SHORT PROBLEM 1 >> Rewrite the part of the rows below that begins with the line containing "Please provide the mask of every instance of the cloud" and continues through the line containing "171 18 L 184". Change "cloud streak" to "wispy cloud" and keep everything else the same.

PROVIDED PASSAGE >>
###

Election 2021: Not much change in council races following latest vote count

Janelle Cass, Kristiana Johnson and Neil Tibbott contined to maintain leads in their respective races for Edmonds City Council on the second day of general election results released by the Snohomish County Elections Office Wednesday.

Position 1 Councilmember Johnson, seeking her third term on council, had 57% of the vote in Tuesday’s returns compared to 43% for challenger Alicia Crank.

In the Position 2 race, Janelle Cass maintained her lead with 52% of the vote, compared to 48% for Will Chen. Both candidates are small business owners who have not held prior elected office.

For Position 3, former City Councilmember Neil Tibbott had 67% of the vote while incumbent Councilmember Adrienne Fraley-Monillas — seeking a fourth term —was at 33% in the latest count.

You can see all results at this link. The next round of results will be released at 5 p.m. Nov. 4.

  1. Can anyone explain why it takes so long to count the votes.? According to Snohomish County election website they say there are 15,700 returned ballots and yet only about 10,700 counted. In the last 24 hours they only counted an additional 2000 ballots. I realize there will be late ballots that were put in the mail day of election but ballots that have been received should be counted. The longer returned uncounted ballots are outstanding the more opportunities for mischief. If someone has a reasonable explanation I would love to hear it. Inefficient government is not a good reason.

  2. Mailin ballots need to have signatures verified before counting. So all mailin ballots received before election day had been verified. They were then counted last night as soon as the polls closed. So no counting happens until polls close at 800 pm. Everything coming in after 800 last night including drop ballot boxes and incoming mail need to be verified and then counted. So time consuming and a lag.

  3. If there are 31149 registered voters and 35.59% of those registered voted then there should be 11086 ballots to count. In the case of position #2 (the closest) there is a 393 vote advantage for Cass. The difference between what’s been counted and total potential votes is less than 393 (it is 260). Even if Chen got 100% of the remaining votes Cass would still win. So, why hasn’t this race been called? Why haven’t they all been called? Am I missing something?

    1. Mr. Adams, the “turnout” percentage listed on the county elections website represents only the ballots tabulated thus far. As new ballots are added to the count each day, that percentage increases. Only when the counting is completed and the election is certified, only then will we know the actual voter turnout.

  4. Ah, that makes sense. How could the 35% turnout number be accurate if there are ballots still in the mail? I guess this is one of the reasons it takes so long to certify elections.

###

SHORT PROBLEM 2 >> According to the election results article, what share of the vote did Neil Tibbott have in the Position 3 race?

PROVIDED DATA >>
###

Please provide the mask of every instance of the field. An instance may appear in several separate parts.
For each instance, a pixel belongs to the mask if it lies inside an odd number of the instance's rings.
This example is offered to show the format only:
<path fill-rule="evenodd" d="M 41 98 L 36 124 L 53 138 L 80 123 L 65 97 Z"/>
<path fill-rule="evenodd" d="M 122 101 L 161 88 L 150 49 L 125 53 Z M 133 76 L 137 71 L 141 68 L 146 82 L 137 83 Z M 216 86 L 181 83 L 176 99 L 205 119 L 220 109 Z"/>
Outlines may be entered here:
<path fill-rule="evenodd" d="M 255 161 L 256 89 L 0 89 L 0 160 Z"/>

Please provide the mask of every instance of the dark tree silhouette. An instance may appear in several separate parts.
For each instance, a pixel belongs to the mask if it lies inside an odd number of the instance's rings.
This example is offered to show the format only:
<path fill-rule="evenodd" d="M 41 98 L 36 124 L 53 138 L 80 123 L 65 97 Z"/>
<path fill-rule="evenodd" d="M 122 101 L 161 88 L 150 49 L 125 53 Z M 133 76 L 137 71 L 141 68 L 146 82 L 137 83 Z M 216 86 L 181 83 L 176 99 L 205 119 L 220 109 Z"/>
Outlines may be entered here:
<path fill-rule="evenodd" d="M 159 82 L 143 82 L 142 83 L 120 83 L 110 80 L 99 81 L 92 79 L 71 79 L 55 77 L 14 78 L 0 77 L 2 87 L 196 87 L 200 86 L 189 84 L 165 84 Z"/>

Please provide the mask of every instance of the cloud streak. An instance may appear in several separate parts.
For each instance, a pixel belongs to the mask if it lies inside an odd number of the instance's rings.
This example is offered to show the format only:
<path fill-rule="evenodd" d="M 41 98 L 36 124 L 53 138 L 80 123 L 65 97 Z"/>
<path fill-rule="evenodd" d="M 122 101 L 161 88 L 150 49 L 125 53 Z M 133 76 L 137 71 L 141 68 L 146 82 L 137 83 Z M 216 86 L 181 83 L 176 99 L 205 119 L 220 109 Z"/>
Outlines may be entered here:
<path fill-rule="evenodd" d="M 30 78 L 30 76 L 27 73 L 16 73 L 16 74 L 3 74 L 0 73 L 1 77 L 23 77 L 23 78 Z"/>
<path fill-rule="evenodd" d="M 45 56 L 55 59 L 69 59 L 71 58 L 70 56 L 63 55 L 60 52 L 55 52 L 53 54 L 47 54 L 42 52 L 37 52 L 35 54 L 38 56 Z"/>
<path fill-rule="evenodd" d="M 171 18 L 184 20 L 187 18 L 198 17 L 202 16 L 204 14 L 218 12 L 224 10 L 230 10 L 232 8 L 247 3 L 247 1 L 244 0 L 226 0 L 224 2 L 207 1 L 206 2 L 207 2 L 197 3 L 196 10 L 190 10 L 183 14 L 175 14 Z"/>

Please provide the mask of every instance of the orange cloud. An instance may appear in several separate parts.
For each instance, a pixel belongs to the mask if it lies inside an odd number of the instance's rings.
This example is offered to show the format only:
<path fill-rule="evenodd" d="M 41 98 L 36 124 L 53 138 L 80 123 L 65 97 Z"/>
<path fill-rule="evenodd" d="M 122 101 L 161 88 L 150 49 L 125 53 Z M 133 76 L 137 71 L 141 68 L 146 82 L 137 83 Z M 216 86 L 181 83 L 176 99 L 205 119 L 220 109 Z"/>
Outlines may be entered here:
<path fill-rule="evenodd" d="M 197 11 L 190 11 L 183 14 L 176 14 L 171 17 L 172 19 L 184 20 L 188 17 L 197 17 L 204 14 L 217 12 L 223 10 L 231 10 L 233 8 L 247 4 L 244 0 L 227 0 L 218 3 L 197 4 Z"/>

###

TASK SOLUTION 1 >>
Please provide the mask of every instance of the wispy cloud. An instance may appear in several separate parts.
For each instance, a pixel belongs to the mask if it lies inside an odd number of the instance's rings.
This example is offered to show the format only:
<path fill-rule="evenodd" d="M 41 98 L 36 124 L 53 138 L 80 123 L 65 97 Z"/>
<path fill-rule="evenodd" d="M 122 101 L 161 88 L 150 49 L 125 53 Z M 133 76 L 137 71 L 141 68 L 146 82 L 137 83 Z M 216 86 L 181 83 L 176 99 L 205 119 L 220 109 Z"/>
Outlines may be entered here:
<path fill-rule="evenodd" d="M 30 78 L 30 76 L 27 73 L 16 73 L 16 74 L 3 74 L 0 73 L 1 77 L 23 77 L 23 78 Z"/>
<path fill-rule="evenodd" d="M 45 56 L 55 59 L 69 59 L 71 58 L 70 56 L 63 55 L 60 52 L 55 52 L 53 54 L 47 54 L 42 52 L 37 52 L 35 54 L 38 56 Z"/>
<path fill-rule="evenodd" d="M 171 18 L 184 20 L 187 18 L 198 17 L 202 16 L 204 14 L 218 12 L 224 10 L 230 10 L 232 8 L 247 3 L 247 1 L 244 0 L 226 0 L 224 2 L 207 1 L 206 2 L 207 2 L 197 3 L 196 10 L 190 10 L 183 14 L 175 14 Z"/>

TASK SOLUTION 2 >> 67%